Repeat the lines beginning at the one with "of the hillside." and running to the end of the material, keeping the first and last of them, exactly as they appear.

----------

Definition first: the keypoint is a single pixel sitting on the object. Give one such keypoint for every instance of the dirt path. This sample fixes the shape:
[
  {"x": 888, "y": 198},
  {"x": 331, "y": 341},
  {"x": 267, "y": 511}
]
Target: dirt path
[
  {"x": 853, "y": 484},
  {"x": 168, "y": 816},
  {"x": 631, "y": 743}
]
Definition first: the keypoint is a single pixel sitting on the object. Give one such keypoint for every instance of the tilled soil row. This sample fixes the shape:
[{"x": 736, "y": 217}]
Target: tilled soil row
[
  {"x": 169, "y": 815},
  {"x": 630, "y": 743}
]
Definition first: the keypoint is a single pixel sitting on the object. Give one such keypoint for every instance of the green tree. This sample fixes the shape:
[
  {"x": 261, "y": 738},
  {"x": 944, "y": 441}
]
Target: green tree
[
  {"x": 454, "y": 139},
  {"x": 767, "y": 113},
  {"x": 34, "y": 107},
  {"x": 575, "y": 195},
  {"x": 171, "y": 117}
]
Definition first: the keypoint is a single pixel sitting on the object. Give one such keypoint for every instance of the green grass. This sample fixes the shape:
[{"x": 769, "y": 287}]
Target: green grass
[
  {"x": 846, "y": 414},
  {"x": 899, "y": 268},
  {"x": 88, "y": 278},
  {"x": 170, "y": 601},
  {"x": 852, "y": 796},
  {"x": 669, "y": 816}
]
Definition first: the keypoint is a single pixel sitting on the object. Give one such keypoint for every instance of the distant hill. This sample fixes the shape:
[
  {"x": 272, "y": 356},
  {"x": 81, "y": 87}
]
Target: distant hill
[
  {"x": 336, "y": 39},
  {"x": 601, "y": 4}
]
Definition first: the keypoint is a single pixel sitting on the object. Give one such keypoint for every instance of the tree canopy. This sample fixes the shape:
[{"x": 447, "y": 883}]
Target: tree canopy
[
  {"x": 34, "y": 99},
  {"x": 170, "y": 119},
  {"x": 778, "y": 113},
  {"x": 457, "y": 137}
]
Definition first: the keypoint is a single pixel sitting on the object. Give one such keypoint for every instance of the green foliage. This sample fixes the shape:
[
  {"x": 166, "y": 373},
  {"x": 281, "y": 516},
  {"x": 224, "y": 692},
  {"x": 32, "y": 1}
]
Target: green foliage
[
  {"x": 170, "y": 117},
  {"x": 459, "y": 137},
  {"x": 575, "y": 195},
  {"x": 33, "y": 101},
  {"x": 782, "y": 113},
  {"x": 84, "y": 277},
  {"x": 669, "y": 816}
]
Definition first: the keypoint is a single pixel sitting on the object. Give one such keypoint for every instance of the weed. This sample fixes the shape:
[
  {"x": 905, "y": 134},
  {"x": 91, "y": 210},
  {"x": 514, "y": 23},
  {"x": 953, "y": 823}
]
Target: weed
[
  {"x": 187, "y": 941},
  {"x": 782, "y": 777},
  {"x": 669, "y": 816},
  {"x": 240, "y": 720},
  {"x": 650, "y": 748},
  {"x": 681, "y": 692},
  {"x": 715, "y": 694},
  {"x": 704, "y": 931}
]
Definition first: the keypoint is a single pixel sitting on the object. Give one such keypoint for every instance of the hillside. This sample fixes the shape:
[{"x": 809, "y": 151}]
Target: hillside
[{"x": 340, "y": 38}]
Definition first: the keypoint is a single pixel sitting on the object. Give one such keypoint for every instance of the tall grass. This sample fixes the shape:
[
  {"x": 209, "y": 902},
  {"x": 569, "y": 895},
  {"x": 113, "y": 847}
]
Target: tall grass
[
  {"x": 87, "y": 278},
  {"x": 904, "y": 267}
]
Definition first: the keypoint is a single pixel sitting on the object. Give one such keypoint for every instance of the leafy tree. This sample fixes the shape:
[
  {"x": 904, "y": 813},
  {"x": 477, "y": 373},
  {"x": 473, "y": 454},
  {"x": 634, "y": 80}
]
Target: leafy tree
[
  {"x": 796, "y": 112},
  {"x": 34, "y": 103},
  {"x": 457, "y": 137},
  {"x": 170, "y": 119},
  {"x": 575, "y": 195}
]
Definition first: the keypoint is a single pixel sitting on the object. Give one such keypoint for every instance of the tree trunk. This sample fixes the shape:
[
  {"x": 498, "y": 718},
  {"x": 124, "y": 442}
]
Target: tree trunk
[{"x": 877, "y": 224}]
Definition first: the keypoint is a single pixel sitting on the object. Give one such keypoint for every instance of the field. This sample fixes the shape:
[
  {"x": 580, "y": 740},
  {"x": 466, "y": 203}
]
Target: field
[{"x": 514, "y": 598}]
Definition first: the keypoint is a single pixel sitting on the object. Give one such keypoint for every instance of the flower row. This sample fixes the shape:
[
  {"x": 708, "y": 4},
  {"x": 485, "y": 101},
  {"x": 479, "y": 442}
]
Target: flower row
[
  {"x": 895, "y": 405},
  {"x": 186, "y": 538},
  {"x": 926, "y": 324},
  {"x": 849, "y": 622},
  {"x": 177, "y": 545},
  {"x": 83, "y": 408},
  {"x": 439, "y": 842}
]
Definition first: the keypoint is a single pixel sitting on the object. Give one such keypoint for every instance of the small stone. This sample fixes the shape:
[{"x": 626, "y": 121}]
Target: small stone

----------

# Solution to this task
Definition first: the keypoint is a single pixel sitting on the object. Give one such keypoint for every instance of the hillside. This sample fixes the shape:
[{"x": 809, "y": 151}]
Target: hillside
[{"x": 340, "y": 38}]
Definition first: the keypoint is a single pixel sitting on the object. Give one such keypoint for every instance of the tall grass. This sample fixes the shape:
[
  {"x": 209, "y": 902},
  {"x": 569, "y": 895},
  {"x": 113, "y": 847}
]
Target: tall grass
[
  {"x": 87, "y": 278},
  {"x": 904, "y": 267}
]
Definition first: the keypoint is a single pixel sitting on the object. Give one such keypoint for every instance of the leafy tree. This sample fixes the shape:
[
  {"x": 904, "y": 813},
  {"x": 477, "y": 373},
  {"x": 473, "y": 454},
  {"x": 634, "y": 80}
]
Target: leafy tree
[
  {"x": 796, "y": 112},
  {"x": 34, "y": 103},
  {"x": 457, "y": 137},
  {"x": 170, "y": 119},
  {"x": 575, "y": 195}
]
Definition first: the keypoint is a single pixel sitting on the object. Give one such keypoint for every instance of the tree trunk. This sample fixes the shape:
[
  {"x": 498, "y": 718},
  {"x": 124, "y": 442}
]
Target: tree trunk
[{"x": 877, "y": 224}]
Definition first: the keypoint is a single pixel sitting on the object. Give one such keypoint for every instance of the field. This sample fixes the shape:
[
  {"x": 580, "y": 740},
  {"x": 466, "y": 203}
]
Target: field
[{"x": 514, "y": 598}]
Definition first: the keypoint is a single pixel sitting on the object. Give one such keypoint for every instance of the flower row. This sample fixes the shape:
[
  {"x": 708, "y": 4},
  {"x": 485, "y": 101},
  {"x": 479, "y": 442}
]
Target: flower row
[
  {"x": 895, "y": 405},
  {"x": 186, "y": 538},
  {"x": 926, "y": 324},
  {"x": 849, "y": 622},
  {"x": 177, "y": 545},
  {"x": 83, "y": 408},
  {"x": 439, "y": 842}
]
Definition first: the keypoint is a single pixel sitting on the object. Give one such keypoint for every instance of the small stone. This sample fixes the shape:
[{"x": 626, "y": 121}]
Target: small stone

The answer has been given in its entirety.